■ Text provided ■
** BEGIN **

How Employee Engagement Supports Talent Optimization

March 13, 2020 at 8:00 am
Wooden gears.

Engaged employees help businesses run more smoothly.

Earlier posts on this blog have already established that employee engagement is both important for a company’s success and so essential for employees that it needs to start before a new hire even comes on board.

This post will explore the ways in which employee engagement supports talent optimization, which will create even more success and help companies experience all the benefits of having the best possible, most engaged talent in all areas of their business.

Employee engagement is not easy to achieve, nor is it common to most companies. Some crucial elements of engaging employees are the following:

  • Creating open and safe lines of communication
  • Sharing the company’s culture and vision
  • Asking for employee input and showing that the company values it
  • Creating a sense of purpose for each job
  • Recognizing effort and achievement
  • Rewarding success

Whatever it takes, companies need to find ways to let employees know that the company is on their side and wants–no, needs–them to be the best they can possibly be. When employees feel deeply that everyone at work is in it together, their engagement levels rise. When they get the sense that their work matters, they will engage at a deeper level in order to be worthy of that purpose.

And when they are placed in the right job for their skills and personality, they will naturally be engaged at work and find it easier to give their best. That’s where talent optimization comes in.

** END **

■ Dataset extract ■
** BEGIN **

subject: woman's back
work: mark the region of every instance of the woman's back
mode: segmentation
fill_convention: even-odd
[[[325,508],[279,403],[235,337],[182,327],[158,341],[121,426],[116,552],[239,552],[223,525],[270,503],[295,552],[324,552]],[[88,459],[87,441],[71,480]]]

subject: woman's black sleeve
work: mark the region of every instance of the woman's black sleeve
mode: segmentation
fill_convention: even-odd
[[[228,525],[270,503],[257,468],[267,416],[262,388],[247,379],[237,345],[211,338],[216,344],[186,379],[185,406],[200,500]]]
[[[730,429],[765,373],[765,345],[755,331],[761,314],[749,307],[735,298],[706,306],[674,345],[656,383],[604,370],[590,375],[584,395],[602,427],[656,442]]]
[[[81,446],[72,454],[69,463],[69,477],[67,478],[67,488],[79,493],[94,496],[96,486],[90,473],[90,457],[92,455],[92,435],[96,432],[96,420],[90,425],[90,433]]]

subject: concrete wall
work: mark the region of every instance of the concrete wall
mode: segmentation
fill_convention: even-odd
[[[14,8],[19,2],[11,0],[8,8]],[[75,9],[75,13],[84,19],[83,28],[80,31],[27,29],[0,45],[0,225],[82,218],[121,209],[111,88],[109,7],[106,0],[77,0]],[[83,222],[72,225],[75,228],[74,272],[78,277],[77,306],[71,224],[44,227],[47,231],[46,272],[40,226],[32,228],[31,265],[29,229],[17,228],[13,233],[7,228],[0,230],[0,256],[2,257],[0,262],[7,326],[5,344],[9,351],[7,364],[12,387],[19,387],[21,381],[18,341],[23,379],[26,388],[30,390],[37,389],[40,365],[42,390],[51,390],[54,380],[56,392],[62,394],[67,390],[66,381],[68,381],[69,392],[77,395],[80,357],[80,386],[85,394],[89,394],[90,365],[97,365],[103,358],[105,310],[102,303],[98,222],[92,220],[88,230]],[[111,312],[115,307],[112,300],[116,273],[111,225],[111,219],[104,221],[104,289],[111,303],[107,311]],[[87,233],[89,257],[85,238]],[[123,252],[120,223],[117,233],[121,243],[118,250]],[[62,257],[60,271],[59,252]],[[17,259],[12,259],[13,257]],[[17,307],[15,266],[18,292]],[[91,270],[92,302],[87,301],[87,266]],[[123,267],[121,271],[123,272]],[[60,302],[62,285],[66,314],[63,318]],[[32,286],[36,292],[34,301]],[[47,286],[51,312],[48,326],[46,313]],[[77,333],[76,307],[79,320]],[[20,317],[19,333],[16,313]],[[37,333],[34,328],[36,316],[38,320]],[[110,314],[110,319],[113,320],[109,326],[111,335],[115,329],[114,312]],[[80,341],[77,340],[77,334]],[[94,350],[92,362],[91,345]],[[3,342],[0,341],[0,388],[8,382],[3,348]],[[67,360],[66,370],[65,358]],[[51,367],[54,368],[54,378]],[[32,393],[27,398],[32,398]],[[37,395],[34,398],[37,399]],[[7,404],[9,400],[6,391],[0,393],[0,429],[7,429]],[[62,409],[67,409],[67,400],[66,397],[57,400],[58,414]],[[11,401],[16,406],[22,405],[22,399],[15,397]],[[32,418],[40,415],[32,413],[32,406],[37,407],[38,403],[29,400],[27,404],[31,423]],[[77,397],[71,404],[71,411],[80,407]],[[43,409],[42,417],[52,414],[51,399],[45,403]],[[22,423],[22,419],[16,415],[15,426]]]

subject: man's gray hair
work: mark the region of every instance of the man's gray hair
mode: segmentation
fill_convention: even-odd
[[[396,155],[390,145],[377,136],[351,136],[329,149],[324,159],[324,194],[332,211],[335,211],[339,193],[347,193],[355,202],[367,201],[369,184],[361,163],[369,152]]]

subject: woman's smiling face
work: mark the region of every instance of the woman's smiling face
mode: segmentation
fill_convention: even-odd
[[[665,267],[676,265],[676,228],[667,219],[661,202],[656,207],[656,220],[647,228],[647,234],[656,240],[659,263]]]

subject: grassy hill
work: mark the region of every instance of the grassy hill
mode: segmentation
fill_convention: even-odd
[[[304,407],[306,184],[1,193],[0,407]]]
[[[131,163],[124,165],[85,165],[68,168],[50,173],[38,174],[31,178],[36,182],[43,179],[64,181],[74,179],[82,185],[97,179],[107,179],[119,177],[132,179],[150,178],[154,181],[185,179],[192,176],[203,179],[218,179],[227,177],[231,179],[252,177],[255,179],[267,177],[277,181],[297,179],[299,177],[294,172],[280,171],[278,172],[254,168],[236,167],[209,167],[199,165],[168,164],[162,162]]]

** END **

Answer these from the employee engagement post.
(a) On what date and at what time was the post published?
(b) What is the last entry in the list of crucial elements of engaging employees?
(c) What does the post say happens when employees are placed in the right job for their skills and personality?

(a) March 13, 2020 at 8:00 am.
(b) Rewarding success.
(c) They will naturally be engaged at work and find it easier to give their best.